Desde Flix han de salir unas tuberías como bien dices que llevarán el agua a diferentes términos municipales. Este sábado preguntaré por allí, pero yo nunca las he visto.
Tengo guardado en el ordenador este texto sacado del gen.cat de hace dos años:

ACUERDO

GOV/86/2008, de 20 de mayo, por el que se declara la ocupación urgente de los bienes afectados de expropiación por las obras de ejecución del proyecto, ER-01910.5A-M1. .Proyecto modificado núm. 1 del Proyecto de regadío Garrigues Sur. Etapa IV. Términos municipales de Juncosa, Bellaguarda y Els Torms. Fase 5A..

El .Proyecto modificado núm. 1 del Proyecto de regadío Garrigues Sur. Etapa IV. Términos municipales de Juncosa, Bellaguarda y Els Torms. Fase 5A., fue aprobado el 18 de enero de 2008 por el consejero de Agricultura, Alimentación y Acción Rural, de acuerdo con lo que prevé el Decreto legislativo 3/2003, de 4 de noviembre, por el que se aprueba el Texto refundido de la legislación en materia de aguas de Cataluña.

La aprobación del Proyecto por la Administración lleva implícita la declaración de utilidad pública y la necesidad de ocupación de los bienes y derechos afectados.

Este proyecto tiene su ámbito de actuación en la comarca de Les Garrigues, en la parte alta más alejada de la Plana de Urgell y del Valle del Segre, afectada por unas condiciones geográficas y climáticas desfavorables. El sector agrario es de gran importancia en estas tierras donde el resto de sectores económicos están poco desarrollados. El riego de soporte ha demostrado ser una solución a las condiciones climáticas poco favorables de la comarca, que contribuye a resolver los problemas económicos y sociales de la zona. Asimismo, el riego de soporte representa un sistema de regadío altamente sostenible y eficiente pues a partir de unas dotaciones de agua muy reducidas por hectárea, se consigue elevar mucho la rentabilidad, sin tener que cambiar los cultivos tradicionales de secano de la zona (básicamente olivo, almendro y vid), en consecuencia, se obtiene una estabilización de la renta de las explotaciones agrarias, hecho que representa una importante contribución al reequilibrio territorial.

+===+

▶ _EJERCICIO BREVE 1_:
Pasa a una tabla Markdown las líneas de las entradas de abajo, con las columnas Núm (número de fila) y Contenido (la línea) y sin incluir líneas en blanco. Empieza en la línea que contiene "Can you see the pagoda-style" y termina tras la que contiene "[[679, 807], [1083, 661], [100, 730]]".

▶ _DATOS DEL EJERCICIO_:
+===+

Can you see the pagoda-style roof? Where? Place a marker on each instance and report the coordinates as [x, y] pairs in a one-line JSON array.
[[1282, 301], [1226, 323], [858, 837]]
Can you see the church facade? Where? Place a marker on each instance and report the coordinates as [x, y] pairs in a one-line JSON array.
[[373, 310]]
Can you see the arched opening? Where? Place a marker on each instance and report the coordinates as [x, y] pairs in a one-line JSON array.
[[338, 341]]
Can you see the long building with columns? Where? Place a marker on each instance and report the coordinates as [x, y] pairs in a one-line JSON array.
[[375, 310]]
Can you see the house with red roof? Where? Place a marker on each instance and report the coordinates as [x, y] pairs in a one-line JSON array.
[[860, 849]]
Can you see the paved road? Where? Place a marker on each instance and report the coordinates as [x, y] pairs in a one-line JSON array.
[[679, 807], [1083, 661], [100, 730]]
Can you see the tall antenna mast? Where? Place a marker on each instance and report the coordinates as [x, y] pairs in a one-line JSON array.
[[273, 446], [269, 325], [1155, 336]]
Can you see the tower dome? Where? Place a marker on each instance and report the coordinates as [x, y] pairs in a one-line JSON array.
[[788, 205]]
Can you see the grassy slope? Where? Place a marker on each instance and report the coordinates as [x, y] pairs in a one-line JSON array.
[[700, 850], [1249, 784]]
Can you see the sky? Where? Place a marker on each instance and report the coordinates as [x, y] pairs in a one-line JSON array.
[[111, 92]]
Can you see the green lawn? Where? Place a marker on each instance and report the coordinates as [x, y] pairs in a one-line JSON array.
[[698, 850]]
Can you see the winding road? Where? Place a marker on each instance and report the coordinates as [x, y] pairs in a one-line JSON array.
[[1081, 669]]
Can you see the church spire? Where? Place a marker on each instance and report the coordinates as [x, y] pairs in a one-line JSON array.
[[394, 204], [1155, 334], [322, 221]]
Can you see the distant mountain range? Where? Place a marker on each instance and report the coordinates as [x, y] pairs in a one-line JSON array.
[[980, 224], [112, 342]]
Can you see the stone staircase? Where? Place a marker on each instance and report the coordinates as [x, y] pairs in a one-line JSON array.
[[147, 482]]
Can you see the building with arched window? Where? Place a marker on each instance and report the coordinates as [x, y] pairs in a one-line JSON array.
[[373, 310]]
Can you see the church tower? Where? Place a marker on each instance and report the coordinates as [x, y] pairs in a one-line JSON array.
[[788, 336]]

+===+

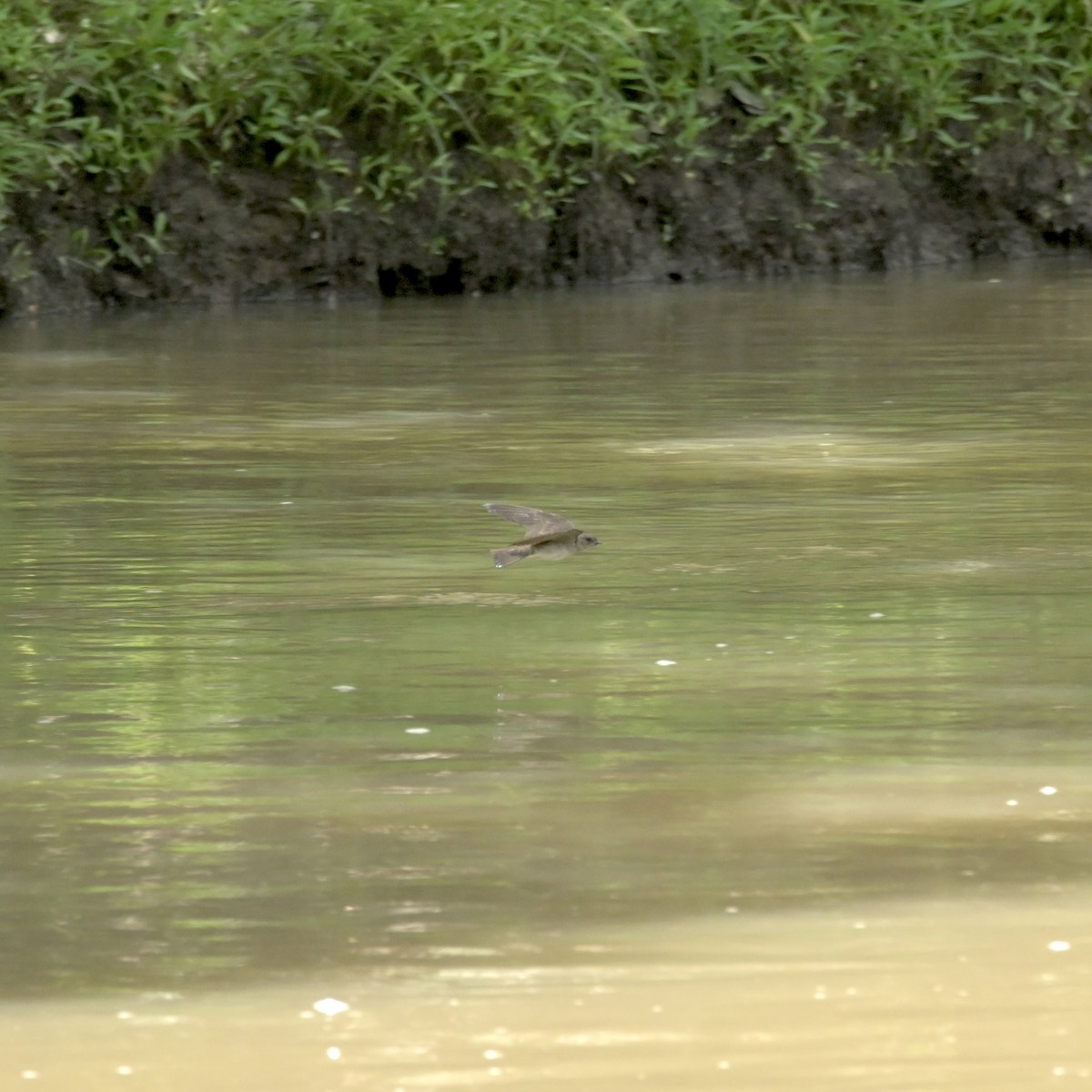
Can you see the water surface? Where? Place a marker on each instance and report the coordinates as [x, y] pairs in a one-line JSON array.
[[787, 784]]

+===+

▶ _EJERCICIO BREVE 2_:
Continúa el fragmento sobre el proyecto de regadío Garrigues Sur a partir de su última oración.

▶ _RESULTADO 1_:
| Núm | Contenido |
|---|---|
| 1 | Can you see the pagoda-style roof? Where? Place a marker on each instance and report the coordinates as [x, y] pairs in a one-line JSON array. |
| 2 | [[1282, 301], [1226, 323], [858, 837]] |
| 3 | Can you see the church facade? Where? Place a marker on each instance and report the coordinates as [x, y] pairs in a one-line JSON array. |
| 4 | [[373, 310]] |
| 5 | Can you see the arched opening? Where? Place a marker on each instance and report the coordinates as [x, y] pairs in a one-line JSON array. |
| 6 | [[338, 341]] |
| 7 | Can you see the long building with columns? Where? Place a marker on each instance and report the coordinates as [x, y] pairs in a one-line JSON array. |
| 8 | [[375, 310]] |
| 9 | Can you see the house with red roof? Where? Place a marker on each instance and report the coordinates as [x, y] pairs in a one-line JSON array. |
| 10 | [[860, 849]] |
| 11 | Can you see the paved road? Where? Place a marker on each instance and report the coordinates as [x, y] pairs in a one-line JSON array. |
| 12 | [[679, 807], [1083, 661], [100, 730]] |

▶ _RESULTADO 2_:
En este sentido, el Departamento de Agricultura Alimentación y Acción Rural promueve el .Regadío Garrigues Sur.: La Confederación Hidrográfica del Ebro otorgó el año 1992 a la Comunidad de Regantes del Garrigues Sur la concesión para poder regar con una dotación de 1.500 m³/ha, 9.315 ha en los términos municipales de Flix, Bovera, La Granadella, Bellaguarda, Juncosa y Els Torms. El riego del Garrigues Sur se ha desarrollado en cuatro etapas, a día de hoy, se han transformado en riego de soporte, las tres primeras etapas que comprenden 5.165 ha y se están ejecutado las obras de la cuarta etapa, de la cual el año pasado entraron en servicio 1.158 ha.

Este proyecto se enmarca dentro de esta actuación, y consiste en la definición técnica y económica de las obras, instalaciones y equipos para la infraestructura primaria, para el resto de las 2.992 ha que restan de la Etapa IV. La actuación contempla la red necesaria para la transformación en riego de soporte de 1.270 ha, en los términos municipales de Juncosa, Bellaguarda y Els Torms, restando lo que falta de red para una próxima actuación. En concreto, las nuevas instalaciones a construir son: una estación de bombeo que impulsará los caudales mediante una tubería de impulsión de 1.200 mm DN y una longitud de 82 m hasta un primer embalse de regulación de 89.872 m³ de capacidad, conectado éste, mediante una tubería de conexión de 6.954 m de longitud y 900 mm DN, a un segundo embalse de regulación de 92.056 m³ de capacidad, el proyecto también contempla la red para 1.270 ha, así como la infraestructura eléctrica para suministrar todo el conjunto.

La justificación de la utilización del procedimiento excepcional de urgencia en la ocupación de los bienes afectados que prevé el artículo 52 de la Ley de expropiación forzosa se basa en el hecho que la obra resulta imprescindible para completar la transformación en riego de apoyo de la cuarta etapa del regadío del Garrigues Sur, que ya está en ejecución.

Por otra parte es preciso poner de manifiesto que el Departamento de Política Territorial y Obras Públicas actúa por encargo de gestión en virtud del convenio suscrito en fecha 25 de abril de 2001 con el Departamento de Agricultura, Alimentación y Acción Rural.

De acuerdo con la redacción actual del artículo cincuenta y dos de la Ley de expropiación forzosa, el Departamento de Agricultura, Alimentación y Acción Rural ha efectuado la correspondiente retención del crédito del importe previsto para el pago del justiprecio de los bienes y derechos afectados.

En cumplimiento de lo que dispone el artículo 56 del Reglamento de la Ley de expropiación forzosa se ha tramitado el expediente de información pública durante el plazo de quince días.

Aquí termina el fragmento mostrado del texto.